TELANGANA STATE GOVERNMENT TRUSTS DATAEVOLVE FOR THEIR CLOUD
TELANGANA STATE E-OFFICE APPLICATION ON AWS
What is E-Office
The eOffice aims to support Governance by ushering in more effective and transparent inter and Intra-Government processes. The vision of e-Office is to achieve a simplified, responsive, effective and transparent working of all Government Offices. The Open Architecture on which E-Office has been built, makes it a reusable framework and a standard reusable product amenable to replication across the Governments, at the Central, State and District levels. The product brings together the independent functions and systems under a single framework.
Benefits of e-Office:
- Enhance transparency – files can be tracked, and their status is known to all at all times
- Increase accountability – the responsibility of quality and speed of decision making is easier to monitor.
- Assure data security and data integrity.

◆ **DATA EXTRACT**
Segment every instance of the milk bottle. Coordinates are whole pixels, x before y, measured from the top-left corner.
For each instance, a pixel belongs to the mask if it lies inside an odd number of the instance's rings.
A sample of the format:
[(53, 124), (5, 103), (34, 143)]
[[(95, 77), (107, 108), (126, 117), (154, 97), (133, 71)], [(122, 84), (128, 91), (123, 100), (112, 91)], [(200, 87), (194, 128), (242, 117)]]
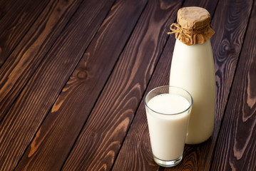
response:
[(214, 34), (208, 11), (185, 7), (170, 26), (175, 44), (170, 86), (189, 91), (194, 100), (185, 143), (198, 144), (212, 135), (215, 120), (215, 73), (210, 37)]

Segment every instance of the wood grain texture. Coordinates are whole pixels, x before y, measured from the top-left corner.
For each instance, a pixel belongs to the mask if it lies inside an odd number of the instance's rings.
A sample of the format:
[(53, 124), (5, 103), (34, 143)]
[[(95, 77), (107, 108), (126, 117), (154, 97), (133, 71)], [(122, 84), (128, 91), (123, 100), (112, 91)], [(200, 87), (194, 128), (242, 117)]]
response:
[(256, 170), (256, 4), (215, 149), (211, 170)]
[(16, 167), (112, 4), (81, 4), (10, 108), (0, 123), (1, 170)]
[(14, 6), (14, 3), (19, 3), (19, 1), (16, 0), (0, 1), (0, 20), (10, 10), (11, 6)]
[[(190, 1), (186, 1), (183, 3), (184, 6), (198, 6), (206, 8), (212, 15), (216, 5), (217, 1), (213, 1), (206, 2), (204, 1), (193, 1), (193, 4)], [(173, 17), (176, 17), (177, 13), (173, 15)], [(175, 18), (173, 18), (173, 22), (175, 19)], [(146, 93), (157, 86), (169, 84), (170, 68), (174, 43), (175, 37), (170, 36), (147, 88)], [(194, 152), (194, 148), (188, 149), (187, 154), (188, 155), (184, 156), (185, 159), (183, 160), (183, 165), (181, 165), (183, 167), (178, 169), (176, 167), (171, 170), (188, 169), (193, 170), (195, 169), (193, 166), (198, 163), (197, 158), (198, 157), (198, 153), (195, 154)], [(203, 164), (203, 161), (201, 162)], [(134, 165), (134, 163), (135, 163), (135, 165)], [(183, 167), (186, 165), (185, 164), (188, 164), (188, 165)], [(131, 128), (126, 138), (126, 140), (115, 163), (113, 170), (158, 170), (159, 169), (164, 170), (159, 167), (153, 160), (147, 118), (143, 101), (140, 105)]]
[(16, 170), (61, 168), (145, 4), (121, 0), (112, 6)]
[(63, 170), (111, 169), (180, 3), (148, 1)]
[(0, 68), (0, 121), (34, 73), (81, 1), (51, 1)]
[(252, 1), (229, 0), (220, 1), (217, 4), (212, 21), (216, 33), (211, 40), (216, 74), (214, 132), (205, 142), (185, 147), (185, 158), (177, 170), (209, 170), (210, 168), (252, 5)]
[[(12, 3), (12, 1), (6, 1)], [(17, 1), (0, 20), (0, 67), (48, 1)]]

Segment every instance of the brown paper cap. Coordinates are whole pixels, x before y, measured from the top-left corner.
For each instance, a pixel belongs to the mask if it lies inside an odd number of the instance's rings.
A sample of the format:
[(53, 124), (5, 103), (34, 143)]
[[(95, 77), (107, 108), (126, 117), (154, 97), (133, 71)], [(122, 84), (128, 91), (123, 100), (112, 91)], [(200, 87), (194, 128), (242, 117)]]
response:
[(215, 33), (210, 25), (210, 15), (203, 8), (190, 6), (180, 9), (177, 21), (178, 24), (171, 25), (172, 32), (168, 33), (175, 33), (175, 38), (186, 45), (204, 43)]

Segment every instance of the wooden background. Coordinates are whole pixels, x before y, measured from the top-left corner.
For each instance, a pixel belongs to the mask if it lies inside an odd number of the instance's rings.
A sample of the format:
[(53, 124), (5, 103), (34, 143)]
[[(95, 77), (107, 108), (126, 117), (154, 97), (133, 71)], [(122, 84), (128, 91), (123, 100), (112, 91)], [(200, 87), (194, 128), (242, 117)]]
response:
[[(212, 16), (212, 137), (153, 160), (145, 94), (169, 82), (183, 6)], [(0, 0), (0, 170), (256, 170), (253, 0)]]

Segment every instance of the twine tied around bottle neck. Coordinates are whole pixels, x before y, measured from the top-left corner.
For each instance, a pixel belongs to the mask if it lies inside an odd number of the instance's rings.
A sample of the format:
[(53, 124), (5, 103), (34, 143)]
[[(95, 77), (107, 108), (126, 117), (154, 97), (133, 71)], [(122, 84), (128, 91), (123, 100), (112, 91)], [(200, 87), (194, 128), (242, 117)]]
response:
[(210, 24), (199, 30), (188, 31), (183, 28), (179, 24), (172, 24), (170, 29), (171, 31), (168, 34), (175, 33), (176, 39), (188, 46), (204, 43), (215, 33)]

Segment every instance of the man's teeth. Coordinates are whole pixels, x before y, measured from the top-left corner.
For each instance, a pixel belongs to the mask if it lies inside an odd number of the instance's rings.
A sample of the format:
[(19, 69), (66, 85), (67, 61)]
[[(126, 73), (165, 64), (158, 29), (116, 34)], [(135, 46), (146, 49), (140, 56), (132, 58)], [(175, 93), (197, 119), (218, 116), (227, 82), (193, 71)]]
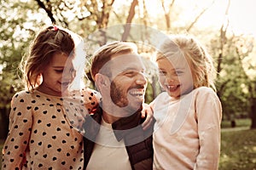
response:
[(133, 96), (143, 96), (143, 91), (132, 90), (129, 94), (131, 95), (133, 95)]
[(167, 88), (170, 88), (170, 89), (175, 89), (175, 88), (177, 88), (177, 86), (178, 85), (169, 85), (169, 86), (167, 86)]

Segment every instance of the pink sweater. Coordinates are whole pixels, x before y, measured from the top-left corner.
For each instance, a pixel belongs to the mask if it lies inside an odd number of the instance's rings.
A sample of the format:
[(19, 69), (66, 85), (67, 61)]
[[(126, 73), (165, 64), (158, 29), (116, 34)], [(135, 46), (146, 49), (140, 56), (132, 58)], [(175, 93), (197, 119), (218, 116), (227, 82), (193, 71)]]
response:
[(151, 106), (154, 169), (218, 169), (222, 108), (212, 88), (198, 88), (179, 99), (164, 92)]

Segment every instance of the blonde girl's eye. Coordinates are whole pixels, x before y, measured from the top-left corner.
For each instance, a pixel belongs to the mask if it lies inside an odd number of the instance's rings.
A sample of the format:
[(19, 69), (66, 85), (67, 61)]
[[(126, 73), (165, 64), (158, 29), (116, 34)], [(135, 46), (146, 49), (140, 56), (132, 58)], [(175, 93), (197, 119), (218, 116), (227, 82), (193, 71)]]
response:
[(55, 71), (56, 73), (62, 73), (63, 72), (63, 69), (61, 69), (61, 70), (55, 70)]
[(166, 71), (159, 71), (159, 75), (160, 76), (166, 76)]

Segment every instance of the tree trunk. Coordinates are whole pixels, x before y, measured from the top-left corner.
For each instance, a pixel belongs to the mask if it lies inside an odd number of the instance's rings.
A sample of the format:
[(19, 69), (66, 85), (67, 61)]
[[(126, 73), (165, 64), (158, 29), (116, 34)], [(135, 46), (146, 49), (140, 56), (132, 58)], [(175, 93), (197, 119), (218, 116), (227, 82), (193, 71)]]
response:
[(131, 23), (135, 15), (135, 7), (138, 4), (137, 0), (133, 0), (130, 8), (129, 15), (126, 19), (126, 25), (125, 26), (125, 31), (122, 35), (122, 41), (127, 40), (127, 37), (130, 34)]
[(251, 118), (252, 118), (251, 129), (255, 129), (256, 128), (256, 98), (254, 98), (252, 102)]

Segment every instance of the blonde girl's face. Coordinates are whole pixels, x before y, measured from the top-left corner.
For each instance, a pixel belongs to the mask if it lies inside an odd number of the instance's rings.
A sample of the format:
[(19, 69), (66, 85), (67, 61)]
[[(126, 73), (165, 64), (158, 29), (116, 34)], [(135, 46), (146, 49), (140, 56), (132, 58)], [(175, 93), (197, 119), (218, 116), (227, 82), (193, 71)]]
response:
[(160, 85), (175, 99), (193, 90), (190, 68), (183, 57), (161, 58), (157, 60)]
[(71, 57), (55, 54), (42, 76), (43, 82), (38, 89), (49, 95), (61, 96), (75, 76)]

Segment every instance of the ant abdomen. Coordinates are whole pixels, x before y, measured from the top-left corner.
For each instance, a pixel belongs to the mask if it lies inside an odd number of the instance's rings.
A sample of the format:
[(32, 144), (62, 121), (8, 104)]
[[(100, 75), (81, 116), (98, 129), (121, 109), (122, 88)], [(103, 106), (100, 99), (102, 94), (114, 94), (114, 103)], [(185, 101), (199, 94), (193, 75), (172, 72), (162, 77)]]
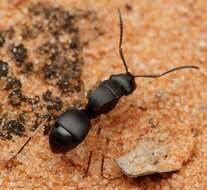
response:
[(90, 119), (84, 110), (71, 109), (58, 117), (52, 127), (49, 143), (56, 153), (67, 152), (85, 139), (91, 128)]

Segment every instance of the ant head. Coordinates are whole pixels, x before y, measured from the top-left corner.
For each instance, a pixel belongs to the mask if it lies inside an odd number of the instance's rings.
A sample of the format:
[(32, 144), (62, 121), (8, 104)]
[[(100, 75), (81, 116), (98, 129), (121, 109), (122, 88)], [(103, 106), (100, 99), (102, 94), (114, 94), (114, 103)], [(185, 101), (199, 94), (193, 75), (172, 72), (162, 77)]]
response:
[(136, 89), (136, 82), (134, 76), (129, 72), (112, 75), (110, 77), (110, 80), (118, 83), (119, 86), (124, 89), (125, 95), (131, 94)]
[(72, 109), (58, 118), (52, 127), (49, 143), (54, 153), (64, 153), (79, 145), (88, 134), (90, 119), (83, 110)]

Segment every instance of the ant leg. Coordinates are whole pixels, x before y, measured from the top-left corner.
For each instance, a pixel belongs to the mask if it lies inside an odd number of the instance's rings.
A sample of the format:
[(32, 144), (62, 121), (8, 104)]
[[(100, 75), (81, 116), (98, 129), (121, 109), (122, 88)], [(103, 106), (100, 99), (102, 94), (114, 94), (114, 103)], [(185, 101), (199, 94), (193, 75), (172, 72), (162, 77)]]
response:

◆ **REQUIRED TASKS**
**a)** In the e-Office text:
(i) On what kind of architecture has E-Office been built?
(ii) At which levels of government can the product be replicated?
(iii) Under the transparency benefit, what is said about files?
**b)** Could you carry on the e-Office text from its last sentence?
The lines are material of their own, apart from the e-Office text.

◆ **RESPONSES IN ORDER**
**a)**
(i) An Open Architecture.
(ii) The Central, State and District levels.
(iii) Files can be tracked, and their status is known to all at all times.

**b)**
- Provide a platform for re-inventing and re-engineering the Government.
- Promote innovation by releasing staff energy and time from unproductive procedures.
- Transform the Government work culture and ethics.
- Promote greater collaboration in the workplace and effective knowledge management.
BUSINESS CHALLENGES
- Decentralised Local datacentre management in multiple countries globally.
- Efforts put forth towards the validation, review & planning on Capex for all fixed assets.
- Difficulty in managing the Software and hardware licenses across multiple datacentres spread across different countries.
- Each country was equipped with their own set of Storage Hardware, storage allocation was not optimised, and no standard procedure was followed which led to increased Capex investments.
- More man force required to manage the storage devices.
- Scaling the environment with changing storage needs was difficult
- More than 10 backup tools were used, making the backup and restore unmanageable as data size grows with lengthy backup window and slow recovery times.
SOLUTION PROPOSED
- Migrate to AWS and use standardised tools & software across all countries. This made central service delivery possible, which reduced spend on resource numbers and overall compliance to security, monitoring etc. were ensured.
- Hosting the databases in Ec2 instances with the EBS volumes attached as per the requirement. Scaling the volumes by monitoring the CloudWatch/splunk metrics.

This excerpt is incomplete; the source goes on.